Information provided
....
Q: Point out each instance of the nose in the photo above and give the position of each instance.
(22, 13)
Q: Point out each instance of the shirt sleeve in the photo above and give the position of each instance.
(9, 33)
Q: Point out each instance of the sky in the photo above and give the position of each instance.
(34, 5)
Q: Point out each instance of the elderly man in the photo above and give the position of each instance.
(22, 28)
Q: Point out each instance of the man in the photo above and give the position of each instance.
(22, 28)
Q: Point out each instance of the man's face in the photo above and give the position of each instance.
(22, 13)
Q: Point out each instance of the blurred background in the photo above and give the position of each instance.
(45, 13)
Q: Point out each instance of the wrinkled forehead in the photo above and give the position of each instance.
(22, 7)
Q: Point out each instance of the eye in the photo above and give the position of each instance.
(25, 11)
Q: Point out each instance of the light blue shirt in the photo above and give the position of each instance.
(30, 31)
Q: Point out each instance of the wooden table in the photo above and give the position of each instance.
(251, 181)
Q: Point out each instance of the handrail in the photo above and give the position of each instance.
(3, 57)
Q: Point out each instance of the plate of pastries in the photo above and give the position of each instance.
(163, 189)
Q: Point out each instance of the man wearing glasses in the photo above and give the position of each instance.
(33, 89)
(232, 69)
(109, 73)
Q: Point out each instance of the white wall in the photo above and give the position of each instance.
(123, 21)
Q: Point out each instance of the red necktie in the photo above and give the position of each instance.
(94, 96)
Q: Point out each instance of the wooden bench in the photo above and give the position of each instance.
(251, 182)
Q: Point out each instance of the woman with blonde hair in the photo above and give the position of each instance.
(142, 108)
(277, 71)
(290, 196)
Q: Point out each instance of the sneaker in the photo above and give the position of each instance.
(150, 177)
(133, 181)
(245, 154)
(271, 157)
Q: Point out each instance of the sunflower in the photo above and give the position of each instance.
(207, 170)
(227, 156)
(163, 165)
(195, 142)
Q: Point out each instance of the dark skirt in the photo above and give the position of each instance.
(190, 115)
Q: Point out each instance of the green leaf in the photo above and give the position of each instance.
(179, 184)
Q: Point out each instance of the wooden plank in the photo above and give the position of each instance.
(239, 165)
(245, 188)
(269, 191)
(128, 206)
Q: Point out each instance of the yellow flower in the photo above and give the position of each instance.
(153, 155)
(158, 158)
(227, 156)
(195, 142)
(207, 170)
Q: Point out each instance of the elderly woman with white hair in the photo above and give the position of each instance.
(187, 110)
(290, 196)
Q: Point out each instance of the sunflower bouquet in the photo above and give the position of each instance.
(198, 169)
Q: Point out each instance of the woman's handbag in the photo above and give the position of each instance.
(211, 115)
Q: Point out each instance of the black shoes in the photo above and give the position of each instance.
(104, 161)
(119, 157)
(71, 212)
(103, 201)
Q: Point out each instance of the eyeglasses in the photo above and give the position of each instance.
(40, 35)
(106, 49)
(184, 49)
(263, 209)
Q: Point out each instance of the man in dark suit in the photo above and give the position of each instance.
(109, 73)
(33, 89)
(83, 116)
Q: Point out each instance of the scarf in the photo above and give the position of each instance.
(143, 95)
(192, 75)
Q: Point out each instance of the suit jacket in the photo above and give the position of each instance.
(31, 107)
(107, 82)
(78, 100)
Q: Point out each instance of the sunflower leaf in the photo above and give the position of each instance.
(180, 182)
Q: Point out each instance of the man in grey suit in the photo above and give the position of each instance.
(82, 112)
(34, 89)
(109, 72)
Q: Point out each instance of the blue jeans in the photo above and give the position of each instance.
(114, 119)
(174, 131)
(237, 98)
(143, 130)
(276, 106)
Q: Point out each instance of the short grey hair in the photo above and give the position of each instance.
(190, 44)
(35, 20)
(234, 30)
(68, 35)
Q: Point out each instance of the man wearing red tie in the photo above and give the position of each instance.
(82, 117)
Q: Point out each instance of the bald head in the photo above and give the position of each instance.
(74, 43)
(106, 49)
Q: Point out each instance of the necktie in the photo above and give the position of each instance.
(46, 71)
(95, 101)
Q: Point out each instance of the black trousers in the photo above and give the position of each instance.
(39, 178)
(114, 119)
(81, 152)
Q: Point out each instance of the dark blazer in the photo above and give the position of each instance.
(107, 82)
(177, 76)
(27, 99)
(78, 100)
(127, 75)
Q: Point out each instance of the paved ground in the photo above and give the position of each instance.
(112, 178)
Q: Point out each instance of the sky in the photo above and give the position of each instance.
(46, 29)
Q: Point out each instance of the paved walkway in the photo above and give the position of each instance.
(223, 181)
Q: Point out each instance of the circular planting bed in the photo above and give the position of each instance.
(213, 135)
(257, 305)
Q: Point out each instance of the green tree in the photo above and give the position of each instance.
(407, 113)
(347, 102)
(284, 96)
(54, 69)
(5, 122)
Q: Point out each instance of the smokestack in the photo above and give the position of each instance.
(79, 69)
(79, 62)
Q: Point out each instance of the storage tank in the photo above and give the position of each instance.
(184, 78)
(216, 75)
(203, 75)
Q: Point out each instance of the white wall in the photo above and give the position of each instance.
....
Instruction
Exact output of every entry is required.

The completed task
Q: Point out each instance of the nose in the photo above and give the position of each instance.
(22, 13)
Q: Point out each instance of the shirt sleeve in the photo above and give the position of each instance.
(9, 33)
Q: Point out each instance of the sky in the photo above and give the position of each instance.
(34, 5)
Q: Point out each instance of the elderly man in the photo above and give the position of each instance.
(22, 28)
Q: Point out each instance of the man in the photo above and give the position of each instance.
(22, 28)
Q: Point out each instance of the man's face in the photo above and give the position of each instance.
(22, 13)
Q: Point out each instance of the blurred background in the photo above and give the position of each instance.
(45, 13)
Q: Point out each instance of the wrinkled forehead in the photo above and give the position of each instance.
(22, 7)
Q: Point out each instance of the eye in the photo above and give the position of each instance.
(25, 11)
Q: Point out each instance of the light blue shirt in the photo above and give the position of each instance.
(30, 31)
Q: Point out each instance of the wooden table in the photo above and give the position of each instance.
(251, 181)
Q: Point out each instance of the handrail in the photo above and give the position of each instance.
(3, 57)
Q: Point out each instance of the plate of pastries in the photo above and give the position of each instance.
(163, 189)
Q: Point out each instance of the man wearing glasses in the photo above and give the position of each instance.
(33, 89)
(232, 69)
(109, 73)
Q: Point out each instance of the white wall in the photo above and give the position of each instance.
(123, 21)
Q: Point out each instance of the red necktie in the photo above and give the position of each instance.
(94, 96)
Q: Point out each instance of the wooden bench in the photo above and give the position of each instance.
(251, 182)
Q: Point out each instance of the woman with blonde hair in the photo above and give the position of each instance.
(142, 108)
(277, 71)
(290, 196)
Q: Point out each instance of the sneaker in the photo above and give the position of each instance.
(150, 177)
(133, 181)
(245, 154)
(271, 157)
Q: Point out each instance of the sunflower in the photo above and give the position of each instance.
(207, 170)
(227, 156)
(163, 165)
(195, 142)
Q: Point out each instance of the dark skirt in the photo above and give the position of each instance.
(190, 115)
Q: Point out each instance of the green leaf in the photo above and give the position of each instance.
(179, 184)
Q: Point out each instance of the wooden plank in the photo above and give the position of each instance.
(239, 165)
(245, 188)
(269, 191)
(128, 206)
Q: Point out each instance of the yellow flower in the photo above and give the position of each instance.
(153, 155)
(158, 158)
(227, 156)
(195, 142)
(207, 170)
Q: Point out each instance of the elderly woman with white hair in the photo above and give the position of each instance.
(187, 110)
(290, 196)
Q: Point out each instance of the sunflower bouquet in the photo above and give the position of each instance.
(198, 169)
Q: Point out each instance of the woman's handbag in the photo above and give the position of each instance.
(211, 115)
Q: Point out each instance of the black shoes in the photo above and give the position of each instance.
(104, 161)
(119, 157)
(71, 212)
(103, 201)
Q: Point out each instance of the eyeglasses in the photo above and give the position of each instance.
(40, 35)
(106, 49)
(184, 49)
(263, 209)
Q: Point out each instance of the man in dark suit in the photo above and give the position of each instance.
(109, 73)
(33, 89)
(83, 116)
Q: Point out each instance of the scarf in the photo above and give the position of each instance.
(143, 95)
(192, 75)
Q: Point out each instance of the suit jacket in the photo above and give the position of each instance.
(31, 107)
(107, 82)
(78, 100)
Q: Point out each instance of the sunflower leaf in the photo above and give the position of each instance.
(180, 182)
Q: Point out each instance of the man in grey suit in the photo above and give the position of each instance.
(82, 112)
(34, 89)
(109, 72)
Q: Point out each instance of the blue jeans in the photo above and give the position of each instance.
(114, 119)
(174, 131)
(237, 98)
(143, 130)
(276, 106)
Q: Point out each instance of the short grey hair in the photo above and give the position of each instance.
(190, 44)
(35, 20)
(234, 30)
(68, 35)
Q: Point out each instance of the man wearing red tie in the photo above and give the position of each instance.
(82, 117)
Q: Point out each instance of the bald head in the photo above and give the position of each instance.
(74, 43)
(106, 49)
Q: Point out each instance of the necktie in the photo above and give the position of each instance.
(46, 71)
(95, 101)
Q: Point out each instance of the black trousers in the photo above and give the position of each instance.
(39, 178)
(114, 119)
(81, 152)
Q: Point out each instance of the dark blazer in the photo above and give the position of each instance.
(107, 82)
(177, 76)
(27, 99)
(78, 100)
(127, 75)
Q: Point out each instance of the paved ground in the photo above and give the position of each instance.
(112, 178)
Q: Point out each instance of the sky in the photo above and give the position of each instance.
(46, 29)
Q: Point out each instance of the paved walkway in the photo above and give the position of each instance.
(223, 181)
Q: Point out each instance of the circular planting bed in the photo above and give the position of each instance.
(213, 135)
(257, 305)
Q: Point out each instance of the green tree in the photo above and give the position of each instance.
(407, 113)
(347, 102)
(284, 96)
(54, 69)
(5, 122)
Q: Point out each instance of the smokestack in the photo above and give the position of each instance.
(79, 69)
(79, 62)
Q: Point out each instance of the storage tank in the photo above and give the position of each instance.
(184, 78)
(216, 75)
(203, 75)
Q: Point out each instance of the white wall in the photo above and give the position of each instance.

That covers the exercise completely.